Na tym kończę dyskusję z Tobą, bo widać jesteś niereformowalny. Poczynań Williamsa na torze nie śledzisz, bo Cię nie interesuje, po co w ogóle oglądasz wyścigi? Jeszcze raz radzę otworzyć oczy i rozszerzyć horyzonty. Przewiń sobie ten temat i zobacz, że jakoś każdy ma inne zdanie od Twojego. Wygląda na to, że są mądrzejsi nie tylko od Ciebie, ale i ode mnie, bo już dali sobie spokój z dyskutowaniem z Tobą, widząc, że nie ma to żadnego sensu.
Jeszcze na koniec mała uwaga. Kultura wymaga, żeby zwracając się do kogoś w rozmowie pisanej, zaimki odnoszące się do osób pisać wielką literą. Nie szanując swoich rozmówców nie oczekuj, że będziesz traktowany poważnie.

Zadanie do wykonania: Czego według fragmentu wymaga kultura, gdy zwracamy się do kogoś w rozmowie pisanej? Wiersze stanowią odrębny materiał, niezwiązany z przytoczonym fragmentem.

[Rekordy adnotacji współrzędnych]
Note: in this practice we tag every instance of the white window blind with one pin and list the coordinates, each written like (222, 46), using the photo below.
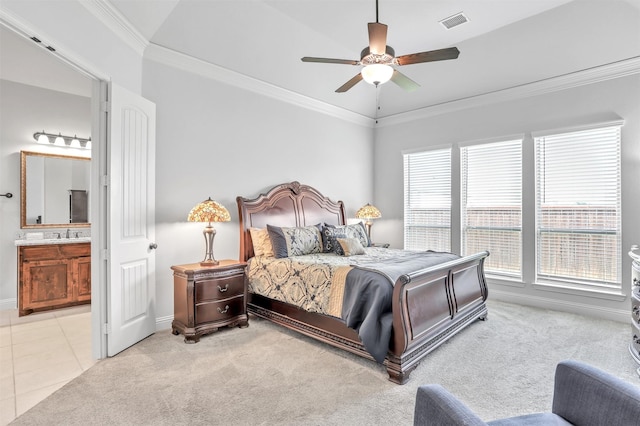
(578, 207)
(427, 200)
(492, 204)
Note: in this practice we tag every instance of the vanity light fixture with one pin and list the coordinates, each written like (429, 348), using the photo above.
(62, 140)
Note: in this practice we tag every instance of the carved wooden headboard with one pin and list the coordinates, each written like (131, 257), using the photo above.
(289, 204)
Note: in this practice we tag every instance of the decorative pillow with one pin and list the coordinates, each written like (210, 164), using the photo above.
(351, 246)
(356, 230)
(330, 244)
(295, 241)
(261, 242)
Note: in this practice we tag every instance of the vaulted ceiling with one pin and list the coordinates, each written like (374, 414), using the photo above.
(504, 44)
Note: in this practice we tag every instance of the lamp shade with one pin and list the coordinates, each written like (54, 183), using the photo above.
(377, 73)
(368, 212)
(209, 211)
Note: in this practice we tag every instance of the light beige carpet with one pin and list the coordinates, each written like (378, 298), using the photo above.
(267, 375)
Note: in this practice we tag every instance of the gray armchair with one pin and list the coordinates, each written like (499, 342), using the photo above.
(583, 395)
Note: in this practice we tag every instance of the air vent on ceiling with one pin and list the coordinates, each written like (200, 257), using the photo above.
(454, 20)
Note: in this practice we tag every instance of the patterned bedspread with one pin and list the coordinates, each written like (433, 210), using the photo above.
(305, 281)
(356, 289)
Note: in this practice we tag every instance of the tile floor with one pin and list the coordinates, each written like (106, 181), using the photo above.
(39, 354)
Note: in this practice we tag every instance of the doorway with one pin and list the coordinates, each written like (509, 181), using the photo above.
(37, 69)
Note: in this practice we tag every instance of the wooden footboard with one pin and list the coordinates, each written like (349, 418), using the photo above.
(430, 306)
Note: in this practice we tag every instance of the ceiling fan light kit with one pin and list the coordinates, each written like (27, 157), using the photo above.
(377, 73)
(377, 60)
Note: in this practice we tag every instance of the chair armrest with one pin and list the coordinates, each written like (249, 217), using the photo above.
(585, 395)
(437, 406)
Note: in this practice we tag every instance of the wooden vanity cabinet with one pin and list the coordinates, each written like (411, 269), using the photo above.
(53, 276)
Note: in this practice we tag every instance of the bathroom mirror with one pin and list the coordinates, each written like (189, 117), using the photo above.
(54, 190)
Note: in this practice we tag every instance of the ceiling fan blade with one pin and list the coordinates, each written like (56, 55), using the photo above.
(349, 84)
(403, 81)
(330, 60)
(377, 38)
(430, 56)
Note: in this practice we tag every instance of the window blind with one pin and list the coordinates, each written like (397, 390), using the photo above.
(578, 207)
(492, 204)
(427, 200)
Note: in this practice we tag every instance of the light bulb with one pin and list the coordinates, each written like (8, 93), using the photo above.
(59, 140)
(43, 138)
(377, 73)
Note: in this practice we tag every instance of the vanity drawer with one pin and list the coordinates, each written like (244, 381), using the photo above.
(54, 251)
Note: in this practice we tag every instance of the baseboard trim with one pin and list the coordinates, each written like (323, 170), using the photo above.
(164, 323)
(6, 304)
(560, 305)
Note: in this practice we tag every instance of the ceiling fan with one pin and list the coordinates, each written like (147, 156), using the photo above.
(377, 60)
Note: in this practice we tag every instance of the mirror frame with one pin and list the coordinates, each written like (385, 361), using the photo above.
(23, 191)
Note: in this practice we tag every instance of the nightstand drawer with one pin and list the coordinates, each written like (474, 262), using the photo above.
(220, 288)
(219, 311)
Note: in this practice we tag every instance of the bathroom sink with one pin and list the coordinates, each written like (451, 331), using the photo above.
(53, 241)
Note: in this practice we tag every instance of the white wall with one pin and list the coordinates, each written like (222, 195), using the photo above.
(608, 100)
(219, 141)
(25, 110)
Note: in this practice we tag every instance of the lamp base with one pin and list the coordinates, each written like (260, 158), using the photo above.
(209, 260)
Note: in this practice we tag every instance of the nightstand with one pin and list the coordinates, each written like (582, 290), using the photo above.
(206, 298)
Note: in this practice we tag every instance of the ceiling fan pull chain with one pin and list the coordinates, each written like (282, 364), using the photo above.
(377, 100)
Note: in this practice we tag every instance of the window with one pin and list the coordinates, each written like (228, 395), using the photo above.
(492, 204)
(427, 200)
(578, 207)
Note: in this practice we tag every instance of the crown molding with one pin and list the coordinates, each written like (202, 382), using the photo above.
(554, 84)
(202, 68)
(116, 22)
(64, 53)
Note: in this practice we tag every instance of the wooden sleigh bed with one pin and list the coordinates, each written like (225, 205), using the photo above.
(428, 306)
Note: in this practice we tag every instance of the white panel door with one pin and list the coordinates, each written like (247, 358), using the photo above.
(131, 255)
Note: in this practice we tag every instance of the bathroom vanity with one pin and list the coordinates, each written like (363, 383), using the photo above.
(53, 274)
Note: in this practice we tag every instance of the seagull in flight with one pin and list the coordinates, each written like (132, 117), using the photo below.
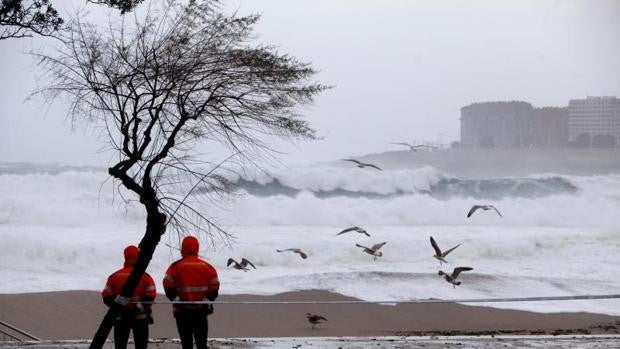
(374, 250)
(413, 147)
(455, 273)
(240, 266)
(441, 255)
(295, 250)
(482, 207)
(315, 319)
(355, 228)
(363, 164)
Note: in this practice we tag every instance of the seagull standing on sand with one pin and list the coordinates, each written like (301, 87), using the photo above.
(240, 266)
(315, 319)
(374, 250)
(295, 250)
(441, 255)
(363, 164)
(455, 273)
(482, 207)
(355, 228)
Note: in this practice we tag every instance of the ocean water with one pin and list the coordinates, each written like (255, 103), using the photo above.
(64, 228)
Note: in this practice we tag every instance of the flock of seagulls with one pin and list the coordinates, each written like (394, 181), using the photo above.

Rozwiązanie zadania: Wymaga pisania wielką literą zaimków odnoszących się do osób.